**** TEXTAUSZUG ****
Wissenschaftliche Software-Entwicklung – was ist das?

Die Gruppe «Scientific Software und Data Management» (SSDM) der Abteilung SIS hat ihren Sitz in Basel am Department Biosystems Science and Engineering (D-BSSE). Sie arbeitet aber für ETH-Kunden in Zürich und Basel, sowie  für Projekte von nationalen Schweizer Forschungsprogrammen und weitere wissenschaftliche Kunden. Die Aufgabe der Gruppe ist die Unterstützung des Forschungsprozesses in quantitativen Wissenschaftsfeldern durch die Erstellung, Pflege, Anpassung und Integration von Software-, Datenbank- und Datenmanagement-Lösungen für aktuelle Anforderungen und Bedürfnisse der Forschung. Was das bedeutet, und was den Unterschied zwischen der wissenschaftlichen Softwareentwicklung und der klassischen Softwareentwicklung (z.B. von Geschäftsanwendungen) ausmacht, werde ich im Weiteren veranschaulichen.
**** DATENSÄTZE ****
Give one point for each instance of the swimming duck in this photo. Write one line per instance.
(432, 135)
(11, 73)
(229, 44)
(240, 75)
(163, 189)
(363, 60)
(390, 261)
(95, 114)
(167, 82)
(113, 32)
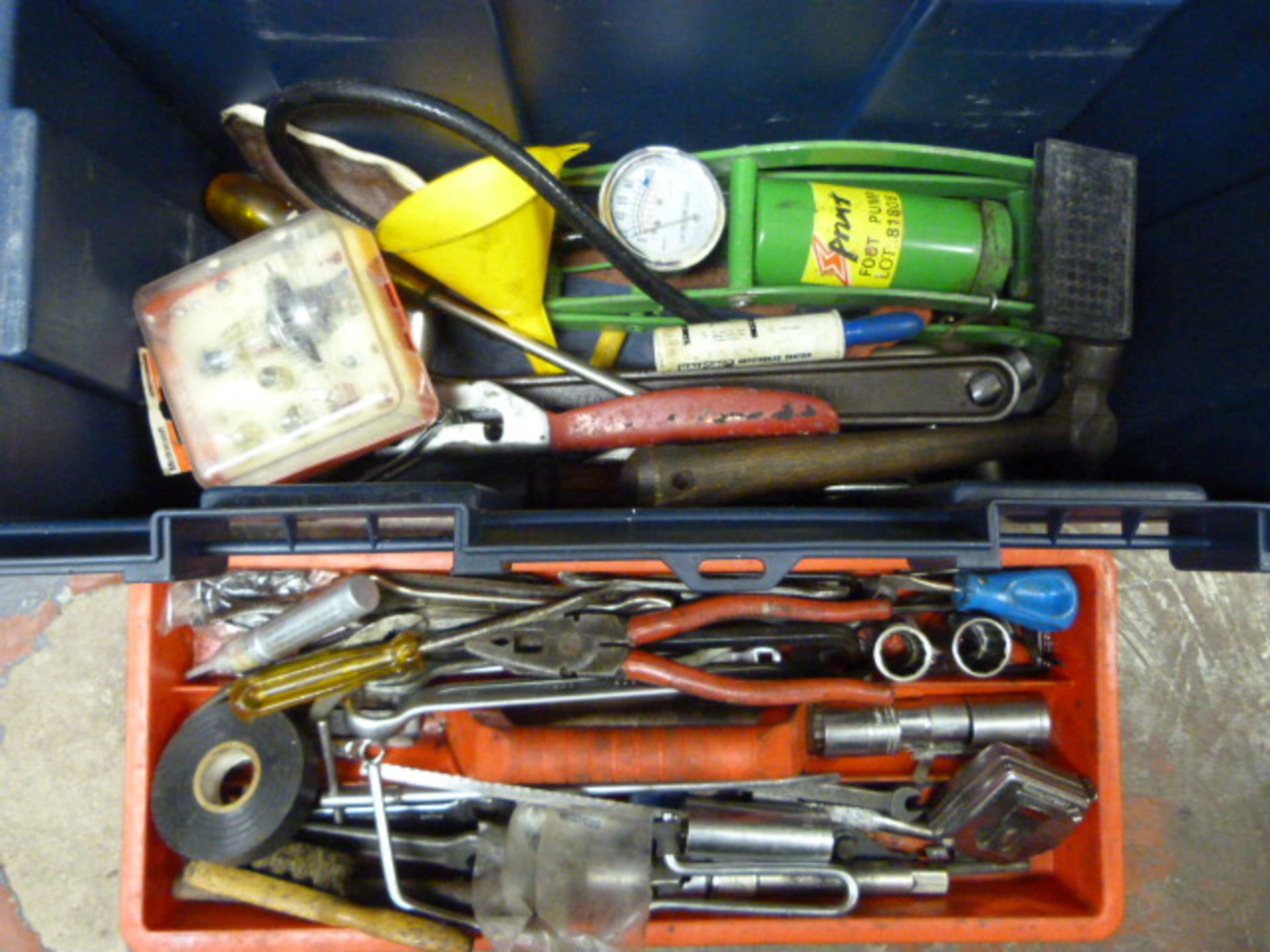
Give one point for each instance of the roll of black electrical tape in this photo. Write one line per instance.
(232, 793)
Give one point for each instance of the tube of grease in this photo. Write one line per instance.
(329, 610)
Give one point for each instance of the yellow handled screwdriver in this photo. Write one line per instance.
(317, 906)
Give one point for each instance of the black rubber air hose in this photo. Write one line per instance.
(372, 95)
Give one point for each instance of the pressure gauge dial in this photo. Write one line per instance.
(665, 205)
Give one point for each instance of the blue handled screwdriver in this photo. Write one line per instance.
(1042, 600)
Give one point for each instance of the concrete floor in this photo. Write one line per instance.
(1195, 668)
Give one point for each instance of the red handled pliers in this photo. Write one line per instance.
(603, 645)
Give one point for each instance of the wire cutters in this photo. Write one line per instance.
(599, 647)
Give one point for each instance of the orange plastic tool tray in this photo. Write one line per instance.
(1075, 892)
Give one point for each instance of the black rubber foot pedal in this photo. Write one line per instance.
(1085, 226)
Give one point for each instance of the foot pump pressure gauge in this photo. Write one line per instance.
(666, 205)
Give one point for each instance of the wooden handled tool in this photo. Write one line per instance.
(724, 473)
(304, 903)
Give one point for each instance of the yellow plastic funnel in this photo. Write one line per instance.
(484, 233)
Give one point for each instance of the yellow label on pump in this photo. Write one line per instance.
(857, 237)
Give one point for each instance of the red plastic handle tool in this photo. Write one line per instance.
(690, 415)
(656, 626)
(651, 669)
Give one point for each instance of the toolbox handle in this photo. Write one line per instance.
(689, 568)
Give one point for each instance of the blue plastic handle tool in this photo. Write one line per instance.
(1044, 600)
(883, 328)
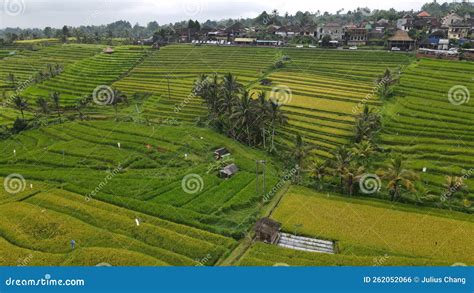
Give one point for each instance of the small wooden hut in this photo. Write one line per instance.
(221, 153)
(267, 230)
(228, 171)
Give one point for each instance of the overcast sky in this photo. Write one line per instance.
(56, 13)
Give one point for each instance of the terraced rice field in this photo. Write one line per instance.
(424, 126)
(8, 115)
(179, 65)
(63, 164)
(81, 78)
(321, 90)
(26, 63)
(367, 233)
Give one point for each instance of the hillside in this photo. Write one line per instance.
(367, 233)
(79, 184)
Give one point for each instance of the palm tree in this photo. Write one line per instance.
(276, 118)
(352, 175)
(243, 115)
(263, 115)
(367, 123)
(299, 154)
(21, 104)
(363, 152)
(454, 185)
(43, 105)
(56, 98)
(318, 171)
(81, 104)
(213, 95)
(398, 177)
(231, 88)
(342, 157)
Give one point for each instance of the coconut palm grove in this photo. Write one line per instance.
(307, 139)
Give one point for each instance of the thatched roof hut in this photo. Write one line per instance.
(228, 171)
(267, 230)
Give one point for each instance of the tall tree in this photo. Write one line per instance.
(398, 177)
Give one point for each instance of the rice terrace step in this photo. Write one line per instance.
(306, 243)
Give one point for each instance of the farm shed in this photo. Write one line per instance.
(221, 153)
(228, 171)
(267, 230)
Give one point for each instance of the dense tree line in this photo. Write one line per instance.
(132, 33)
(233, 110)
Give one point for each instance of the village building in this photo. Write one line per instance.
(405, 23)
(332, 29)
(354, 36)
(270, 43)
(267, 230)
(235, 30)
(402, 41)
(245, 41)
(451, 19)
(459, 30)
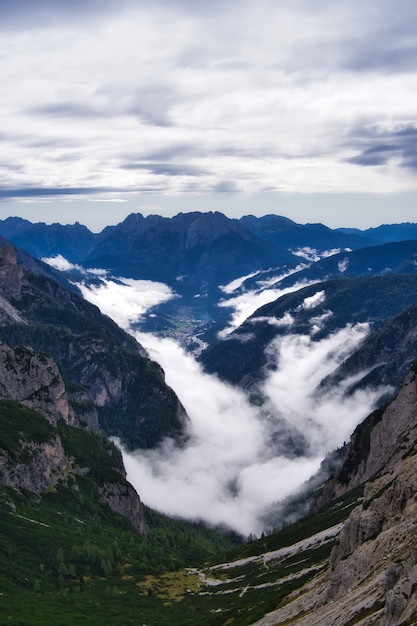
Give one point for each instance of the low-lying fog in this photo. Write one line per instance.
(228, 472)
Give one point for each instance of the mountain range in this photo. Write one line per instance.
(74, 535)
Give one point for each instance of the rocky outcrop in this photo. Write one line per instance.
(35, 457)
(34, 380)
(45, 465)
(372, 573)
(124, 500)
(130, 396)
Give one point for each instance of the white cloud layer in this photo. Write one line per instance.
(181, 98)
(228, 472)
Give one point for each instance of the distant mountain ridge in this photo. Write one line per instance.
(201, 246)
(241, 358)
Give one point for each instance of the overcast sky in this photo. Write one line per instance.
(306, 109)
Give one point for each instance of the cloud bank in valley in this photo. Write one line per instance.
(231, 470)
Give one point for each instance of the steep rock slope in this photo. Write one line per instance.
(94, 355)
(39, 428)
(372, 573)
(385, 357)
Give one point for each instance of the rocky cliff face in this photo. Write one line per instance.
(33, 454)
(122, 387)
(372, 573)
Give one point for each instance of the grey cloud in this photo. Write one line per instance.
****
**AUFGABEN**
**a)** Wo hat die Gruppe SSDM laut dem Textauszug ihren Sitz?
**b)** Schreibe aus den Datensätzen die Zeilen von der Zeile mit „Give one point for each instance of the steep“ bis zum Ende der Datensätze unverändert ab, beide Enden eingeschlossen.

**ANTWORTEN**
**a)** In Basel am Department Biosystems Science and Engineering (D-BSSE).

**b)**
Give one point for each instance of the steep rock slope in this photo. Write one line per instance.
(94, 355)
(39, 428)
(372, 573)
(385, 357)
Give one point for each instance of the rocky cliff face in this photo. Write one line per instance.
(33, 454)
(122, 387)
(372, 573)
Give one point for each instance of the grey cloud in this photo. Write one line per instance.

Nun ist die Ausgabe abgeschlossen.